(Requirement)
The answer must be every line below that holds the word "mirror".

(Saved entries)
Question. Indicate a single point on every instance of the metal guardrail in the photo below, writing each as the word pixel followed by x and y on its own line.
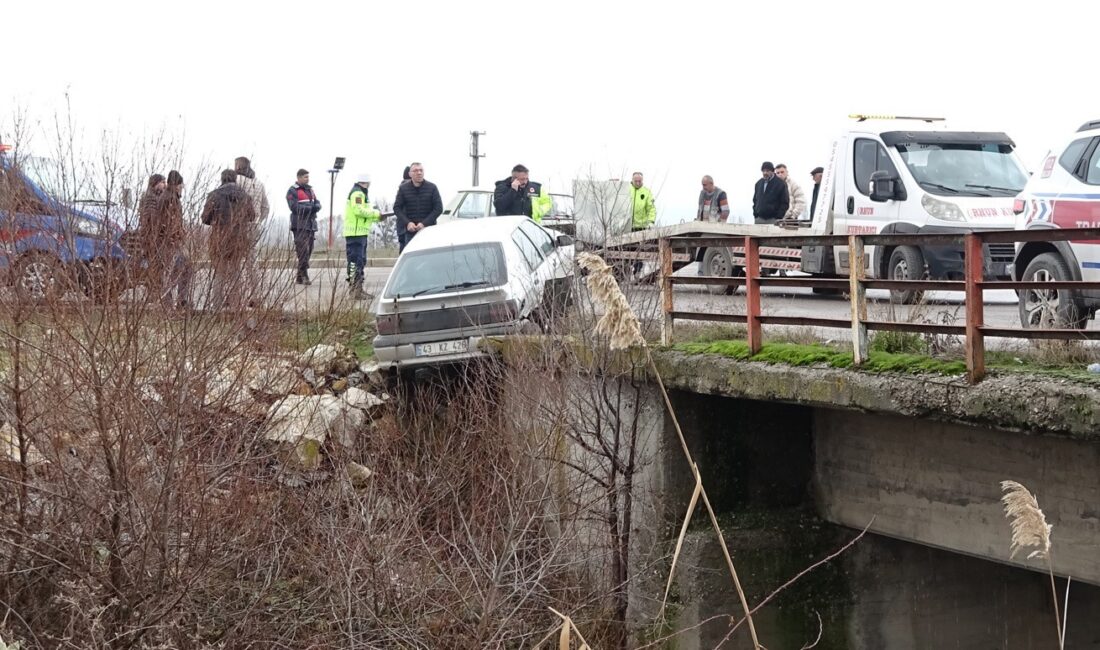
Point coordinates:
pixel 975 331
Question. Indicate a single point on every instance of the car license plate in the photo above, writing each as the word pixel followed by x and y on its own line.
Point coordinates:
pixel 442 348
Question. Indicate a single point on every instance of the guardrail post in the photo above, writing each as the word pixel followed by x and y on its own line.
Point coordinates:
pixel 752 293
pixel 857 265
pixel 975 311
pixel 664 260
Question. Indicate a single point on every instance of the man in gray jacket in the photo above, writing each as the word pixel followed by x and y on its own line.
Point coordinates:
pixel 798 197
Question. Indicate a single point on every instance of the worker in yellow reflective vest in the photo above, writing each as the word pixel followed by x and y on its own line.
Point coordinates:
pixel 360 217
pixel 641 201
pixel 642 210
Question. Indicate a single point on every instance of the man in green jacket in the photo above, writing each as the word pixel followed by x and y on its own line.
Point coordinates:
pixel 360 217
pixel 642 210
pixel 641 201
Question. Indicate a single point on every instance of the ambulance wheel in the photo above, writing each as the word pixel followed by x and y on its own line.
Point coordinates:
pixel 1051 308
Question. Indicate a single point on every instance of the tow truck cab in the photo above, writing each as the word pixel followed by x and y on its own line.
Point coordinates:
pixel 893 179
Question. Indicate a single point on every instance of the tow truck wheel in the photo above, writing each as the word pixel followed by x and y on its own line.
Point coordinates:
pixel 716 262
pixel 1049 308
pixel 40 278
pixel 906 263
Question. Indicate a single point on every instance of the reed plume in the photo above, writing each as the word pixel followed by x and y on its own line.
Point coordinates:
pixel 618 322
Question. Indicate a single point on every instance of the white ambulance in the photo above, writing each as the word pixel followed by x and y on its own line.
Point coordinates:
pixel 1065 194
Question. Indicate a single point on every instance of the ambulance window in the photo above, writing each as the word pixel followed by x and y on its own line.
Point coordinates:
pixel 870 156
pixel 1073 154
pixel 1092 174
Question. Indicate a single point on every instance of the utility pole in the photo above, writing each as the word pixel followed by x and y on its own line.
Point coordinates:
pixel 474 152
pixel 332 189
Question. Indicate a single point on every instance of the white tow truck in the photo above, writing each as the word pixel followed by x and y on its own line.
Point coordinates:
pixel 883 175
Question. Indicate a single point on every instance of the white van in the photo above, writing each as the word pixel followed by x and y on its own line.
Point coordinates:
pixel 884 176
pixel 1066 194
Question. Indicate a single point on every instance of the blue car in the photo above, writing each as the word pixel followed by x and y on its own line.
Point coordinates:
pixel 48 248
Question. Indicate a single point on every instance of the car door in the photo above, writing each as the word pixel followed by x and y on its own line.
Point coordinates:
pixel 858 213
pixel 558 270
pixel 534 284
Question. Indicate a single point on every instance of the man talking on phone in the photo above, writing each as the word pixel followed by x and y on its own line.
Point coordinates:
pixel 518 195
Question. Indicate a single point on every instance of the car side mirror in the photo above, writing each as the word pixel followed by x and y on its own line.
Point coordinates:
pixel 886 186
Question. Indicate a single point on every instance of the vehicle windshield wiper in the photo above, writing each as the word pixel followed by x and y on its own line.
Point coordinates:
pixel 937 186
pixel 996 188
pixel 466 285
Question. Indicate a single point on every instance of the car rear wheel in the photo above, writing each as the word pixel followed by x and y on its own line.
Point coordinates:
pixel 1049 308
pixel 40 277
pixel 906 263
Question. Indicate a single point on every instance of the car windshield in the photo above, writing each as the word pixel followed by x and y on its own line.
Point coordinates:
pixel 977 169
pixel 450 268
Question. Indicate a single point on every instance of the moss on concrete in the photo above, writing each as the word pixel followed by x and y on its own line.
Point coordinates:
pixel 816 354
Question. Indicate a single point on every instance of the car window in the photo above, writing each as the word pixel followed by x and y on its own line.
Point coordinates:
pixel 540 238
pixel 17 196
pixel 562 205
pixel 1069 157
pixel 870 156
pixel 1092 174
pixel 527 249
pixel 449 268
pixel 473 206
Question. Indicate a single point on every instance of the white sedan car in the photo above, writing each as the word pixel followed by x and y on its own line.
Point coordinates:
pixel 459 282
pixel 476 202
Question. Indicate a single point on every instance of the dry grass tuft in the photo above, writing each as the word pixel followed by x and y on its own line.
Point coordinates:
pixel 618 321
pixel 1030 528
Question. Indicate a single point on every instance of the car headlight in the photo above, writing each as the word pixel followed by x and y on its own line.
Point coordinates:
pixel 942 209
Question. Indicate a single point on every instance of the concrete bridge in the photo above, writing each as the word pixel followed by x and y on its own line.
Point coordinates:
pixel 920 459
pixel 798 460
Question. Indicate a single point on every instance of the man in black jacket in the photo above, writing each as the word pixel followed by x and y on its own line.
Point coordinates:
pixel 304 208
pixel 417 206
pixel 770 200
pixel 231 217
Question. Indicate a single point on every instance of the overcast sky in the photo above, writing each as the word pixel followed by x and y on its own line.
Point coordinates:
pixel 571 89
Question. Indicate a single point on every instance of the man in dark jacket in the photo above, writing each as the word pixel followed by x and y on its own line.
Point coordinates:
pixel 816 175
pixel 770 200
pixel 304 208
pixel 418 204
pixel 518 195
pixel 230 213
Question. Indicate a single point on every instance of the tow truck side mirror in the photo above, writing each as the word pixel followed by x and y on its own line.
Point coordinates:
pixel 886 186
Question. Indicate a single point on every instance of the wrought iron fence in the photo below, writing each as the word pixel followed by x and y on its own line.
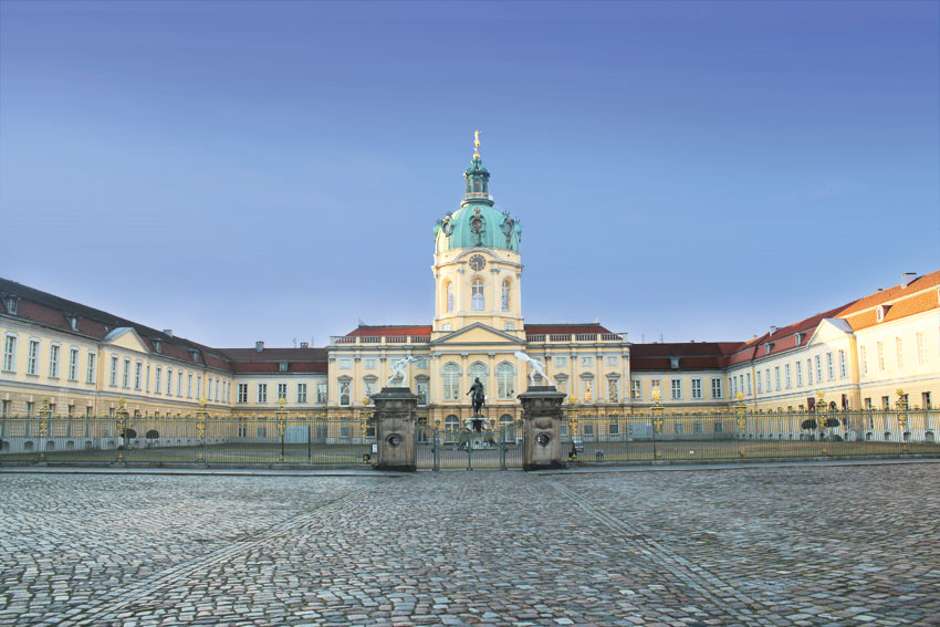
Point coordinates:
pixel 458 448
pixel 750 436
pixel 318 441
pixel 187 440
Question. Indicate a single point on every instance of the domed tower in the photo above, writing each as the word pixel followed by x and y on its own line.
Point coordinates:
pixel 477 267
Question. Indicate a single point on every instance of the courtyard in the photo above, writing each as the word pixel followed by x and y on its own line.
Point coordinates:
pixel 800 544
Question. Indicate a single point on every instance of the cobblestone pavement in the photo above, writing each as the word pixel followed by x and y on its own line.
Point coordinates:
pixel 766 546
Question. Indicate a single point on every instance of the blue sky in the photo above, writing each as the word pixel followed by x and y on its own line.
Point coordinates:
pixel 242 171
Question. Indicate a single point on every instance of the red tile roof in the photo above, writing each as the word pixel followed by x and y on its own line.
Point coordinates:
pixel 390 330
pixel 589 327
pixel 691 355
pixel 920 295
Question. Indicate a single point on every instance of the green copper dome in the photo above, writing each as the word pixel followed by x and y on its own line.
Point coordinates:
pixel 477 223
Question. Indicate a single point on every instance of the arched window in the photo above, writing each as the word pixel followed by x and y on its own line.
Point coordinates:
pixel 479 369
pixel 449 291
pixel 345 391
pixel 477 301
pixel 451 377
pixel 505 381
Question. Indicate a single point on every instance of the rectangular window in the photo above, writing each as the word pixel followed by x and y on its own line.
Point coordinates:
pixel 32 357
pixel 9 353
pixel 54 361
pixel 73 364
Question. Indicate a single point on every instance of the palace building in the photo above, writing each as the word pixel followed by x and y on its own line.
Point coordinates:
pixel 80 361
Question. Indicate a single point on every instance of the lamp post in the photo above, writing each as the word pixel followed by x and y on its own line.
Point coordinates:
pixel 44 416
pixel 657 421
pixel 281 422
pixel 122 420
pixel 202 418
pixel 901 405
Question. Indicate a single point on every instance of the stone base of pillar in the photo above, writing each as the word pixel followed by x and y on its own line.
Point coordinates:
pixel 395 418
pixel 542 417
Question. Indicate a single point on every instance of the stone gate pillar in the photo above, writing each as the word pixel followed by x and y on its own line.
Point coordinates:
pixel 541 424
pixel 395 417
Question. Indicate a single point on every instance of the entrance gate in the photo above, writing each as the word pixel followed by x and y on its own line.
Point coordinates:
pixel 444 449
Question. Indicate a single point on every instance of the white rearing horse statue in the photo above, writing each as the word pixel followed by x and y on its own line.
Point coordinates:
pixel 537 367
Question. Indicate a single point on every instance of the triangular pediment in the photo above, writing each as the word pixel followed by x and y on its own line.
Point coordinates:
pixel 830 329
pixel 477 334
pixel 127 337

(Exercise result)
Question. Indicate a single point on every instance of the car side mirror in the photo above, writing each as the word pixel followed by x and y on its own line.
Question. Indicate a single point on every instance of the tow truck side mirror in the photo above, writing each as the word pixel followed by x and y on its own line.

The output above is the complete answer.